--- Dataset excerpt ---
------------

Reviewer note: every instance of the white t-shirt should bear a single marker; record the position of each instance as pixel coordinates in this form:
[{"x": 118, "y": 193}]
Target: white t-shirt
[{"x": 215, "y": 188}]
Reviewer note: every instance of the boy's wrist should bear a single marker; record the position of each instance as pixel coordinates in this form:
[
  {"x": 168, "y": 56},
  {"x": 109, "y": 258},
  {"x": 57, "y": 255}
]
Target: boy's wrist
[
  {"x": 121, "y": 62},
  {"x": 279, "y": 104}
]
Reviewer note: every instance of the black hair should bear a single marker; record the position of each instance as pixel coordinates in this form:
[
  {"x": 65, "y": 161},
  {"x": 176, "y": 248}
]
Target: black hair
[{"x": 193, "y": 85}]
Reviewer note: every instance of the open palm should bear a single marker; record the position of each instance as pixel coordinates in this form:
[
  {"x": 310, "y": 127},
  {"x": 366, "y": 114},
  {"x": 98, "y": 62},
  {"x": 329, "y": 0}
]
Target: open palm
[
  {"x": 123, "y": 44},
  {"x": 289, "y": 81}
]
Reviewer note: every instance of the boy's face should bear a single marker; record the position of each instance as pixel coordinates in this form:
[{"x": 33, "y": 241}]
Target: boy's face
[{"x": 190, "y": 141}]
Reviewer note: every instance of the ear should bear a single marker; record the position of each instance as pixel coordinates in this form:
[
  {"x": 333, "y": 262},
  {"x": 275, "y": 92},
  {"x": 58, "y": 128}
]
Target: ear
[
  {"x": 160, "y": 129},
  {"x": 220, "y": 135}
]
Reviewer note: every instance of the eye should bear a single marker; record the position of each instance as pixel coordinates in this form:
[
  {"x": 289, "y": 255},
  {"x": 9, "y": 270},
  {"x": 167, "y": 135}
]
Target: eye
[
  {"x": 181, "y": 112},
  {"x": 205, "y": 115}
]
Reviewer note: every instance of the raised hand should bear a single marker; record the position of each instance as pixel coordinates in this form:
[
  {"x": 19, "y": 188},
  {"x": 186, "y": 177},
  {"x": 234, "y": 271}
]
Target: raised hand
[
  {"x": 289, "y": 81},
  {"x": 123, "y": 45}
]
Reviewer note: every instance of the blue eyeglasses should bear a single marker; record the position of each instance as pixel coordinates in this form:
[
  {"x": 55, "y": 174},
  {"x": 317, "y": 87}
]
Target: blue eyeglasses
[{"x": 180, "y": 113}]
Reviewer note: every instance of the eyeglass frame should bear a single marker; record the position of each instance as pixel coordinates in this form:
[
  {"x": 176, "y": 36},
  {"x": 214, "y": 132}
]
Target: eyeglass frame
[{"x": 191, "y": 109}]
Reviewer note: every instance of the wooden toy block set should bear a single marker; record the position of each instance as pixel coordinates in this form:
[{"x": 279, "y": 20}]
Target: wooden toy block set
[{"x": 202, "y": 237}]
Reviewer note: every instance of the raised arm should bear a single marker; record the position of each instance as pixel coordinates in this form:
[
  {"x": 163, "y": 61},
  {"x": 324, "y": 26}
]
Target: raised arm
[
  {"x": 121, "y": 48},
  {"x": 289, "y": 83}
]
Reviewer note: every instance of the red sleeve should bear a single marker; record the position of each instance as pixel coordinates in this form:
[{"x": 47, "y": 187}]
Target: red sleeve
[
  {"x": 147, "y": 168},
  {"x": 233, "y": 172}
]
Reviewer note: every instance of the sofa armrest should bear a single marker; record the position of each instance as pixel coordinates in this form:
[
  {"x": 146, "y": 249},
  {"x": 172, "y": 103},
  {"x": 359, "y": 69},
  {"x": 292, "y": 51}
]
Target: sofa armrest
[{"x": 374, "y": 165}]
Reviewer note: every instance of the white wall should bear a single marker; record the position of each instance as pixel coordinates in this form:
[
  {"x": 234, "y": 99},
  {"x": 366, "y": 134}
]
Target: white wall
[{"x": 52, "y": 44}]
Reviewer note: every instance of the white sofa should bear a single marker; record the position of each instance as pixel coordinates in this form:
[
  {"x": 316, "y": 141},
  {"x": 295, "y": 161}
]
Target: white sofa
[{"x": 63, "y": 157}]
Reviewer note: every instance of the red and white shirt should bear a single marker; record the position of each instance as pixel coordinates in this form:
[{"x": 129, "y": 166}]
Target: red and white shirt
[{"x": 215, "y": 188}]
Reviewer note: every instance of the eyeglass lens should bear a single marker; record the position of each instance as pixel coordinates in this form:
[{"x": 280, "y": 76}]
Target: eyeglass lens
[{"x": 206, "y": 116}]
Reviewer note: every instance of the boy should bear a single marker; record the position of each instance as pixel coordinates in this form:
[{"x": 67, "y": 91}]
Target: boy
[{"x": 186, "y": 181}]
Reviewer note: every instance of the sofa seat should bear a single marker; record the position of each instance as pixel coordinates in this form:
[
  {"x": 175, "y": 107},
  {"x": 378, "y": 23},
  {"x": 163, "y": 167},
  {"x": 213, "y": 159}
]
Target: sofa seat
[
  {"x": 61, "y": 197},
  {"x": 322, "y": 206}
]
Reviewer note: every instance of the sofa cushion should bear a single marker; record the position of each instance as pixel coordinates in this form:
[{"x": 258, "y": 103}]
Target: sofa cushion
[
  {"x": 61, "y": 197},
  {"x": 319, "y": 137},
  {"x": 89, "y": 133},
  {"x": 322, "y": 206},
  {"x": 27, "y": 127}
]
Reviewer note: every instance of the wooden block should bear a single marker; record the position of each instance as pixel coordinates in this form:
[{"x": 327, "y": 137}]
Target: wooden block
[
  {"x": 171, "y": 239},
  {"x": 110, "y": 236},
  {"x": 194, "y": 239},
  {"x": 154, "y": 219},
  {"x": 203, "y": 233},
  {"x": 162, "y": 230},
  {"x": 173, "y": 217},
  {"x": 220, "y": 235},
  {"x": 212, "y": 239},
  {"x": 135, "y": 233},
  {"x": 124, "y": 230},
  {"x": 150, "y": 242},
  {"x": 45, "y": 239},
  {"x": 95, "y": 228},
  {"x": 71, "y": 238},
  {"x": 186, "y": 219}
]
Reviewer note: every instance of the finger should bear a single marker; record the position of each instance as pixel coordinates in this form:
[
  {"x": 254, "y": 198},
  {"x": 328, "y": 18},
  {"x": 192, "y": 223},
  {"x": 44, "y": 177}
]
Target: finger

------------

--- JOB ---
Output only the lines from the one holding "Reviewer note: every instance of the eyeglass lens" through the last line above, exactly as they appear.

--- WRITTEN SOLUTION ---
Reviewer note: every instance of the eyeglass lens should bear a single marker; record the position of each instance as pixel coordinates in this form:
[{"x": 280, "y": 76}]
Target: eyeglass lens
[{"x": 206, "y": 116}]
Reviewer note: every instance of the boy should bear a single marker; record the position of each instance as pixel coordinates in this form:
[{"x": 67, "y": 91}]
Target: boy
[{"x": 186, "y": 181}]
Reviewer note: every instance of the sofa seat should bear a single marker; record the position of each instance as pixel coordinates in this form:
[
  {"x": 175, "y": 107},
  {"x": 378, "y": 23},
  {"x": 163, "y": 167},
  {"x": 213, "y": 159}
]
Target: sofa seat
[
  {"x": 61, "y": 197},
  {"x": 322, "y": 206}
]
Reviewer note: every instance of the sofa cushion should bear a single marker; record the position of each instance as pixel coordinates in this form:
[{"x": 258, "y": 103}]
Target: sofa cushion
[
  {"x": 61, "y": 197},
  {"x": 319, "y": 137},
  {"x": 89, "y": 133},
  {"x": 322, "y": 206},
  {"x": 27, "y": 127}
]
Reviewer note: every instance of the wooden block should bear a single marker; record the position of each instance as pixel coordinates in this form:
[{"x": 327, "y": 137}]
Target: wooden block
[
  {"x": 171, "y": 239},
  {"x": 110, "y": 236},
  {"x": 194, "y": 239},
  {"x": 154, "y": 219},
  {"x": 203, "y": 233},
  {"x": 162, "y": 230},
  {"x": 173, "y": 217},
  {"x": 220, "y": 235},
  {"x": 212, "y": 239},
  {"x": 135, "y": 233},
  {"x": 124, "y": 230},
  {"x": 150, "y": 242},
  {"x": 45, "y": 239},
  {"x": 95, "y": 228},
  {"x": 71, "y": 238},
  {"x": 186, "y": 219}
]
Reviewer note: every instance of the finger should bear a single marker; record the position of each instance as pixel coordinates in this form:
[
  {"x": 254, "y": 198},
  {"x": 328, "y": 18},
  {"x": 192, "y": 223},
  {"x": 44, "y": 177}
]
Target: finger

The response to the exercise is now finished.